* _Tasks for this exercise_:
a. From the blog post, set down the passage between "Saturday, January 18, 2014" and "finish the drive.", inclusive, with no changes.
b. According to the blog post, in which city did the family catch their connecting flight to Fresno?
c. Name every child the blog post mentions by name.
— START Source document —
Saturday, January 18, 2014

Happy New Year!

Happy New Year! Hang on to your drawers because I've got a lot of catching up to do! I hope you had a Merry Christmas! We traveled to California for Christmas to celebrate with our family there. That's right, me and Michael and five kids on a plane. It started out innocently enough as we journeyed two hours from home to the Orlando airport...

Yep, that is my husband, one hour in, already exhausted. Had to pull over and let me finish the drive.

We made it to the airport and the dreaded trip to the check-in counter. This is sometimes the most challenging because not only do you have all the kids, strollers, etc, but you also have all your luggage. Although we had it all worked out, a sweet couple who was watching us pull kids out of the car, asked us if we could use some help. Right away, I was encouraged at the kindness of strangers!

We took a bathroom break before getting in the security line. A lady in the restroom saw that we had twins and gave me a "Thing One" and "Thing Two" set of onesies for the boys! She had just purchased them in the airport gift shop and didn't have time to take them back before catching her flight and, by her words, she "didn't want her husband to see them." I was touched she was giving them to me and happy to prevent a domestic squabble.

We dropped off our stuff and got in the security line. This lady's head almost exploded.

Traveling with 5 kids is so fun because of the reactions of people. Sometimes humorous, sometimes rude, sometimes baffled. It's a lottery of emotions really! But HOW can you not think this is adorable?


On the plane and headed to Salt Lake City to get our connection to Fresno. We took up two rows!

We made is to California in one piece with really only a couple of hiccups, mostly poop related. I'll spare you. 

Every Christmas Eve, the kids and I make sugar cookies for Santa. I use a recipe that my best friend gave me and these cookies never last long! Madison was really into the process this year and helped me every step of the way!

Noah showed up here and there during the process... I believe only checking to see when he could sample the goods!
Christmas Eve at the California Pedreiro's is always a lot of fun! The tradition is to open presents on Christmas Eve. This year we got a special visitor:
Santa had picked up a Portuguese accent along in his travels, and my mother-in-law was really fresh with him! I really admire my in-law's spunk and determination to make their grandkids smile!
Poor Jaxson. The boy just wasn't himself on this trip. I'm not sure if it was just being out of his element or what, but he was cranky the whole trip, which broke my heart. I hate that he was so out of sorts and that the extended family didn't get to see he awesome little personality. He is my best sleeper, but he likes to sleep by himself, in his own room. Madison and Noah will sleep anywhere, because they are usually crawling in bed with us, something we do battle with every night! But my Jax, my good sleeper was out of his bed and couldn't get much sleep at night, making for cranky days. Here he is on Christmas Eve, right before bed:
Poor baby. Traveling is hard on the little ones sometimes. I love this picture because it is complete reality.
Christmas Day we all got together for lots of fellowship and eating of course! A special moment was when Michael's only living grandparent took a picture with all of her great grandchildren from Michael's parents union:
Priceless I think. Note Jax's expression.
We stayed for a week and despite the non-ideal situation of Michael's heavy traveling due to work, that travel throughout the year provided enough airline miles for us to go see our family for FREE. What a blessing!
— END Source document —
— START Dataset excerpts —
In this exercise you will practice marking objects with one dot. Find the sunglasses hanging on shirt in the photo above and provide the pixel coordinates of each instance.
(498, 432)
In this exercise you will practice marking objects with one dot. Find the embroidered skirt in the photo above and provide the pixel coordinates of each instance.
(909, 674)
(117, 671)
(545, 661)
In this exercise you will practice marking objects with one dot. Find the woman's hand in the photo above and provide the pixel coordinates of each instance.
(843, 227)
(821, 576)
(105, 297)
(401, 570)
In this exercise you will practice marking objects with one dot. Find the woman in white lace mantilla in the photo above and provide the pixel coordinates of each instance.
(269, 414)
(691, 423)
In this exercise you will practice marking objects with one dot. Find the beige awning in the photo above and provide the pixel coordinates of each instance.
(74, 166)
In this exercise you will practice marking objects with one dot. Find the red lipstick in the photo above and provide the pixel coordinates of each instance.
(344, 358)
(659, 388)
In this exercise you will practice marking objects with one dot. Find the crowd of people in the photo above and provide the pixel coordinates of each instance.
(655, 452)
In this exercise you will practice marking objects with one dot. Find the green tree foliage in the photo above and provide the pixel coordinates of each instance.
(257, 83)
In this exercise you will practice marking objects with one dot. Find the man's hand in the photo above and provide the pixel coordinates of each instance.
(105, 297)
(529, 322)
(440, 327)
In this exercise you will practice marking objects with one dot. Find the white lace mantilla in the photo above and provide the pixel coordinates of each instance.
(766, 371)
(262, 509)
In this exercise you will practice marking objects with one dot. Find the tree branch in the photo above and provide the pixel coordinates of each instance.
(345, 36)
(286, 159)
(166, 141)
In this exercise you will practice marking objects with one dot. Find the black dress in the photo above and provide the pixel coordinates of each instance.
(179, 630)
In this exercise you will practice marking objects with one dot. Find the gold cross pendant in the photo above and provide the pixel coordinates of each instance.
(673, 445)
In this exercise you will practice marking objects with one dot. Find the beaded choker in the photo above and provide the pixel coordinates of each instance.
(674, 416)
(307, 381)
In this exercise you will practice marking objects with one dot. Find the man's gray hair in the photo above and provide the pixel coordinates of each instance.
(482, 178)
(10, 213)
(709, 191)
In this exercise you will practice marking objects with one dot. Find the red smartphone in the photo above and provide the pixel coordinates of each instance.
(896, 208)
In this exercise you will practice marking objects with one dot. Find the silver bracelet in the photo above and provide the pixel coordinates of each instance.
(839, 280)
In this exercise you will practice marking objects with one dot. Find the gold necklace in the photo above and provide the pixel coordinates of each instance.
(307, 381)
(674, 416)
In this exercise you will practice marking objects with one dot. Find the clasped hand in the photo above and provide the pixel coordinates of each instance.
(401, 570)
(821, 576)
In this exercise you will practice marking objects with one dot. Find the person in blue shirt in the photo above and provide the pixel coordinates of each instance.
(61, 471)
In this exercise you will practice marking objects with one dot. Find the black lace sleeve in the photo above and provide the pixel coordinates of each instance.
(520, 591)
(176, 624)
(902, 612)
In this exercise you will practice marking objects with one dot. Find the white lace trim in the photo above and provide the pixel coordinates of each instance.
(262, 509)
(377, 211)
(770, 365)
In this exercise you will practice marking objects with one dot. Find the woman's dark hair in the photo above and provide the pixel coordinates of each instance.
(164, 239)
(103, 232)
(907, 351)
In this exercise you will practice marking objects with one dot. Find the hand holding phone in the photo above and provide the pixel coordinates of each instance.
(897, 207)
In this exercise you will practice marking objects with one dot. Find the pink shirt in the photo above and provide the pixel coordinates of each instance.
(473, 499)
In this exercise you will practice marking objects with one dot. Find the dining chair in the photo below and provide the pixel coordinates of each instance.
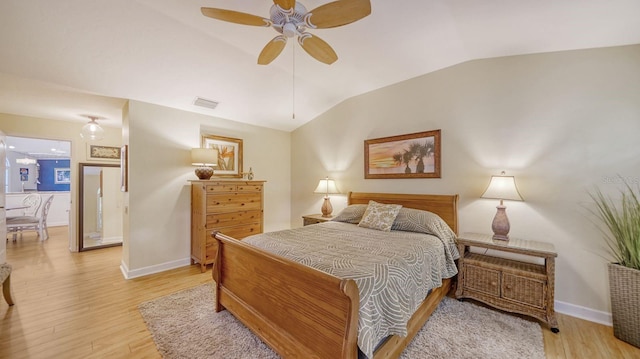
(37, 223)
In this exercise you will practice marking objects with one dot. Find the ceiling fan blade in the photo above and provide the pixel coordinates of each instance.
(317, 48)
(272, 50)
(235, 17)
(338, 13)
(285, 4)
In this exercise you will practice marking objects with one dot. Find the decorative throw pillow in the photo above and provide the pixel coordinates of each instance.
(415, 220)
(352, 214)
(379, 216)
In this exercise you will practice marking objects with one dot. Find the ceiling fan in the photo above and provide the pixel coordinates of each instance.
(290, 18)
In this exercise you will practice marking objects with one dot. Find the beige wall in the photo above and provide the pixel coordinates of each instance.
(160, 140)
(562, 123)
(23, 126)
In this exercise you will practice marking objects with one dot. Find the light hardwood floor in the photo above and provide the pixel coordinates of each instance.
(78, 305)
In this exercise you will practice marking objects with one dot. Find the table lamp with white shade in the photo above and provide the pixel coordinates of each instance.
(503, 188)
(327, 186)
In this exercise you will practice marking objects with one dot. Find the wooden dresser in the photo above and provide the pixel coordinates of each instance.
(233, 207)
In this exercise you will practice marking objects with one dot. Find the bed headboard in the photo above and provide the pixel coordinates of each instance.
(445, 206)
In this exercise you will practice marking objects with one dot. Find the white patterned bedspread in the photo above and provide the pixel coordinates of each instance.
(394, 271)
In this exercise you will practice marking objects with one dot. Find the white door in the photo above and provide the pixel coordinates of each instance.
(3, 221)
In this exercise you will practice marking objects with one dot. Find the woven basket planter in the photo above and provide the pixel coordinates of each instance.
(624, 286)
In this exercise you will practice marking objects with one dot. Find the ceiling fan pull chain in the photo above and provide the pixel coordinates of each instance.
(293, 80)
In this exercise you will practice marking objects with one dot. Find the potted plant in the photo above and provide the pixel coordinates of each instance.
(621, 229)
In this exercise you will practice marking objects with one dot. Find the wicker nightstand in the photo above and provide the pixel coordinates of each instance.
(506, 284)
(314, 218)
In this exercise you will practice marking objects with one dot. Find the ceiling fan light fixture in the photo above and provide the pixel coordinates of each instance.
(92, 130)
(290, 18)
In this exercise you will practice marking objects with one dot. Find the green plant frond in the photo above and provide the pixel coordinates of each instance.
(622, 224)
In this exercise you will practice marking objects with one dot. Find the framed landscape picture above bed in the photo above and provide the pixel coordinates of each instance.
(229, 155)
(415, 155)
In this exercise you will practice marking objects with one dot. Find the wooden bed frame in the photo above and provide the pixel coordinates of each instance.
(302, 312)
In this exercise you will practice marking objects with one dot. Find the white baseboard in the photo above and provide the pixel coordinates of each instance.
(589, 314)
(130, 274)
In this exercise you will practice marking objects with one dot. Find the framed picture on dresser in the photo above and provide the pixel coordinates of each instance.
(229, 155)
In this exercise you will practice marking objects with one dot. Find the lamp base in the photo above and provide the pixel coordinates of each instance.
(327, 208)
(500, 225)
(204, 172)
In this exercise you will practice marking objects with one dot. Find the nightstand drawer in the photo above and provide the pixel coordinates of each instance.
(524, 290)
(482, 280)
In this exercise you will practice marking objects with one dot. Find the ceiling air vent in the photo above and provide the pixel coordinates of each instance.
(203, 102)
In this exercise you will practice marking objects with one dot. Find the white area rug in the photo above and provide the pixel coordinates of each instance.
(184, 325)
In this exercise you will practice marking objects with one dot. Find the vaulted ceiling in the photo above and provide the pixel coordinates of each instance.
(61, 59)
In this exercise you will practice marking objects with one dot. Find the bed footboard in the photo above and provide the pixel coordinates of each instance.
(298, 311)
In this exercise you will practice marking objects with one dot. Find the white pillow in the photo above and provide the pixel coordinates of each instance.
(379, 216)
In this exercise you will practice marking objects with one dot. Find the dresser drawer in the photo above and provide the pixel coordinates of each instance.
(221, 188)
(239, 232)
(250, 188)
(482, 280)
(233, 202)
(233, 218)
(524, 290)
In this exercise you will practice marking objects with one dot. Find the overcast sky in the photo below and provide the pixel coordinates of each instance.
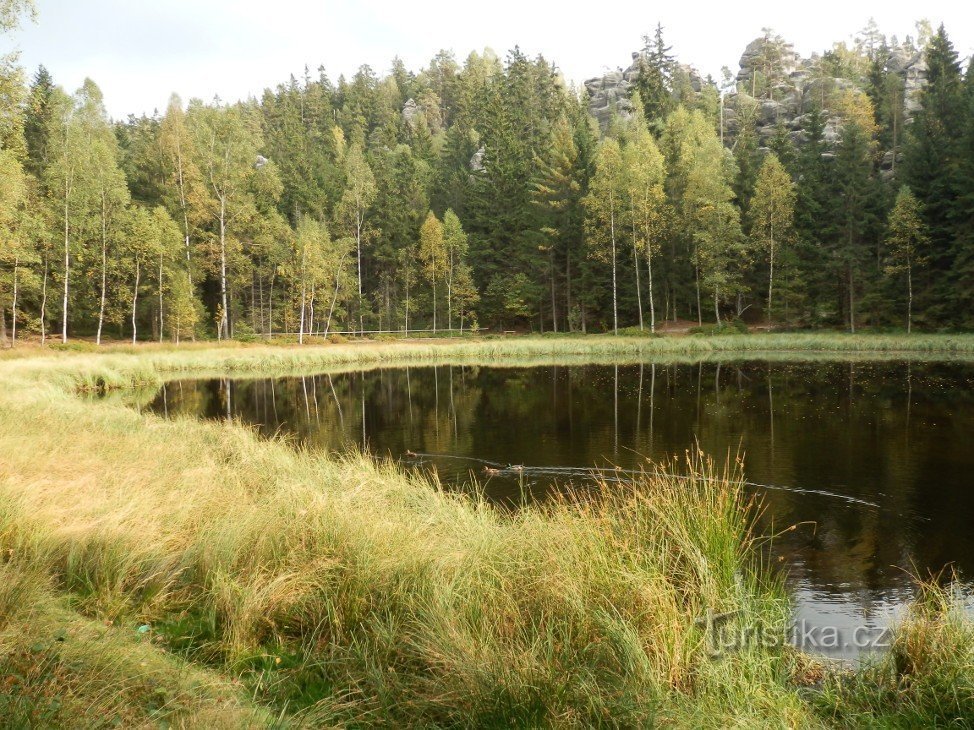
(139, 52)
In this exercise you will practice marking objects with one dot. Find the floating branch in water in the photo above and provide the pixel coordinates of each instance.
(617, 474)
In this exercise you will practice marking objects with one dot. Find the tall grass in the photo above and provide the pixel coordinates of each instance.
(195, 569)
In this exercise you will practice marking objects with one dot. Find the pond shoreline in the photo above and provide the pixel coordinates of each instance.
(345, 591)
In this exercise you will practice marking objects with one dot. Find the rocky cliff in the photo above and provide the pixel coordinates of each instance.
(773, 83)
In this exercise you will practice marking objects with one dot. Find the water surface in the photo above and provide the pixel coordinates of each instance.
(873, 461)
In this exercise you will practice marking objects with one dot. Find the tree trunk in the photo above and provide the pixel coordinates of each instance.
(304, 305)
(67, 273)
(358, 244)
(223, 330)
(771, 276)
(635, 261)
(44, 303)
(135, 299)
(434, 302)
(13, 312)
(104, 269)
(615, 297)
(649, 275)
(554, 308)
(161, 313)
(909, 301)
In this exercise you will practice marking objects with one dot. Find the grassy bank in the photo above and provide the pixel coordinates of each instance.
(192, 574)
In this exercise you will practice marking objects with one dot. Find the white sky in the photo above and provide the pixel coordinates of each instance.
(139, 52)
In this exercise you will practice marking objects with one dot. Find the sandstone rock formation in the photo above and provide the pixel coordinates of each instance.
(773, 83)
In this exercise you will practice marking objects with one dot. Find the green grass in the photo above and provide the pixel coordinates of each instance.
(192, 574)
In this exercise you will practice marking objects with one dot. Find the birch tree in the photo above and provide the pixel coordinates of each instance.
(644, 176)
(772, 214)
(907, 239)
(226, 143)
(603, 207)
(105, 186)
(184, 182)
(352, 209)
(432, 254)
(63, 176)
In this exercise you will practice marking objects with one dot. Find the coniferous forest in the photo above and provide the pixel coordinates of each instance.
(486, 192)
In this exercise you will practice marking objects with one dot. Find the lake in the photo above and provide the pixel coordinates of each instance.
(873, 461)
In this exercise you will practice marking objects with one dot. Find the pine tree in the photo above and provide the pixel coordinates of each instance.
(353, 208)
(856, 213)
(931, 158)
(653, 84)
(432, 254)
(604, 208)
(907, 240)
(557, 193)
(772, 215)
(644, 178)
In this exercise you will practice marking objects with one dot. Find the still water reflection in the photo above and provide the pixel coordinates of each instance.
(873, 460)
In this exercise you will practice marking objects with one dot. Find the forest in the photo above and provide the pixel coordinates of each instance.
(485, 194)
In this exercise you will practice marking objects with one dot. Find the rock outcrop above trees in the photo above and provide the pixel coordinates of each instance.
(774, 84)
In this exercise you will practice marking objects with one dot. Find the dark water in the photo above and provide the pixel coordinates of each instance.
— END Dataset excerpts —
* _Solutions per task_:
a.
Saturday, January 18, 2014

Happy New Year!

Happy New Year! Hang on to your drawers because I've got a lot of catching up to do! I hope you had a Merry Christmas! We traveled to California for Christmas to celebrate with our family there. That's right, me and Michael and five kids on a plane. It started out innocently enough as we journeyed two hours from home to the Orlando airport...

Yep, that is my husband, one hour in, already exhausted. Had to pull over and let me finish the drive.

b. Salt Lake City

c. Madison, Noah, Jaxson (also called Jax)